▶ [To do]:
Decide whether each statement agrees with the data center highlights below. Answer yes or no for each and quote the deciding words from the highlights. (a) US GDP in the second quarter of 2025 was about 0.5 percentage point larger than the 2011–2022 trend would have produced. (b) The effect of the data center boom is limited to the physical construction of data centers. (c) The highlights name 2020 as the inflection point for data center investment.

▶ [Selected extract]:
____

By Satyam Panday and Paul Gruenwald
Highlights
The data center boom powering the AI revolution is clearly moving the macro needle, especially in the US. This goes well beyond the physical construction of data centers.
Preliminary data suggest that investments in data centers and related high-tech activities led to US GDP being about 0.5 percentage point larger in the second quarter of 2025 than it would have been if businesses’ spending on data center and power construction, information processing equipment, software, and research and development had grown in line with the 2011–2022 trend. 2022 marked an inflection point for data center investment due to multiple factors, including the public release of ChatGPT and the passage of the CHIPS and Science Act.
Looking ahead, the key question is the payoff. Will the surge in data center investment generate productivity gains and fulfill the promise of a multiyear boost in growth?
Any boom in AI-driven growth will likely create a windfall and raise distributional issues. Will labor be augmented or replaced? Tensions are inevitable.
Data center construction has exploded in the past few years. This is a global story, with the US in the lead. Data centers are part of a worldwide AI race turbocharged by the launch of technologies such as ChatGPT. This race has multiple dimensions, spanning economics, geopolitics, energy and technology. In a macro context, data center and related high-tech business investment has implications for growth and labor demand, and ultimately productivity.

____

▶ [Given records]:

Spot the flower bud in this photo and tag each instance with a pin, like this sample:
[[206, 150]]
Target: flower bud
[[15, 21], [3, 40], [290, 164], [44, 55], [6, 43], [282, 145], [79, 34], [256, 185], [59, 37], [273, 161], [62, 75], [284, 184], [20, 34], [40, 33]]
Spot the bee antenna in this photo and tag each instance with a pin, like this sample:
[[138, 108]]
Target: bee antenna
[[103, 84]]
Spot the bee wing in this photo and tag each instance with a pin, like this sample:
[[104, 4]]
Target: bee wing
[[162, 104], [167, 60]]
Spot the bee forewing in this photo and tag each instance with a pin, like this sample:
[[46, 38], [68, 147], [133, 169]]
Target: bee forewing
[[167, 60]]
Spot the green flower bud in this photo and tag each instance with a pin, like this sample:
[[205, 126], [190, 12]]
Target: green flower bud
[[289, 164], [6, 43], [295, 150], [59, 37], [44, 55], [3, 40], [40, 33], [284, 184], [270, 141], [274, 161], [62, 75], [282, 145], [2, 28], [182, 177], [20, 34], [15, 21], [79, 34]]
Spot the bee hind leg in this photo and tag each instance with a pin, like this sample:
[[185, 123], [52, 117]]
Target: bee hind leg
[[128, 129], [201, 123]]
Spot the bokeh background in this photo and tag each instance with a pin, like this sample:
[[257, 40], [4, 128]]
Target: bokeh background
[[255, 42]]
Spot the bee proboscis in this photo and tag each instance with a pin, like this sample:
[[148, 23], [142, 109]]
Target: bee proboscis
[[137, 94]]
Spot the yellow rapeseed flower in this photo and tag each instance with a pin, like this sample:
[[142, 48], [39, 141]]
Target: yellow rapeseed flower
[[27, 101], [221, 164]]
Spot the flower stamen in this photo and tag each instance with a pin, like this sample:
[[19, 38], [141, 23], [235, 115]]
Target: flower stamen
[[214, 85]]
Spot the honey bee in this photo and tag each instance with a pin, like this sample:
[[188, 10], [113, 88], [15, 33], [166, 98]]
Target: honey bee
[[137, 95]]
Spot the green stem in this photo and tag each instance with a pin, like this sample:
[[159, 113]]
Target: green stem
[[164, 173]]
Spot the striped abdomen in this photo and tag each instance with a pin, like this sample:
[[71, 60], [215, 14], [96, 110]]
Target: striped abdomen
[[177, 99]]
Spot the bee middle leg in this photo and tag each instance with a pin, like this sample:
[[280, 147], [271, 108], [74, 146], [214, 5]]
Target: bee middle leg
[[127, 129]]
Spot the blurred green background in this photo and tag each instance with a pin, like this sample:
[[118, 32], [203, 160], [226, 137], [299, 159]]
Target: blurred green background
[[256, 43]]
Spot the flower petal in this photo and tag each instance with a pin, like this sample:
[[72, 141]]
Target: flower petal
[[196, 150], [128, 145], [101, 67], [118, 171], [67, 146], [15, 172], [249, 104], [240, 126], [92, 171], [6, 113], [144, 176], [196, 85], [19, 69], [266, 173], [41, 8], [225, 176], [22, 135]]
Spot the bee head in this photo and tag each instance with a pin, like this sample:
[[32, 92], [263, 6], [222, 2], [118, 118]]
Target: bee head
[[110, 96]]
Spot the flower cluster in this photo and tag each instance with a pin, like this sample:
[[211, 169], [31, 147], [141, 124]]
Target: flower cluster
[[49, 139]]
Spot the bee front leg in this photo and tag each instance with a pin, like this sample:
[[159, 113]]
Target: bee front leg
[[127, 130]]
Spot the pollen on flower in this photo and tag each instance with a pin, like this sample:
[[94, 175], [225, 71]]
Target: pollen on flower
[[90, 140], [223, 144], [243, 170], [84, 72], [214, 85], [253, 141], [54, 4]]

____

▶ [Response]:
(a) Yes: "led to US GDP being about 0.5 percentage point larger in the second quarter of 2025 than it would have been"
(b) No: "This goes well beyond the physical construction of data centers."
(c) No: "2022 marked an inflection point for data center investment"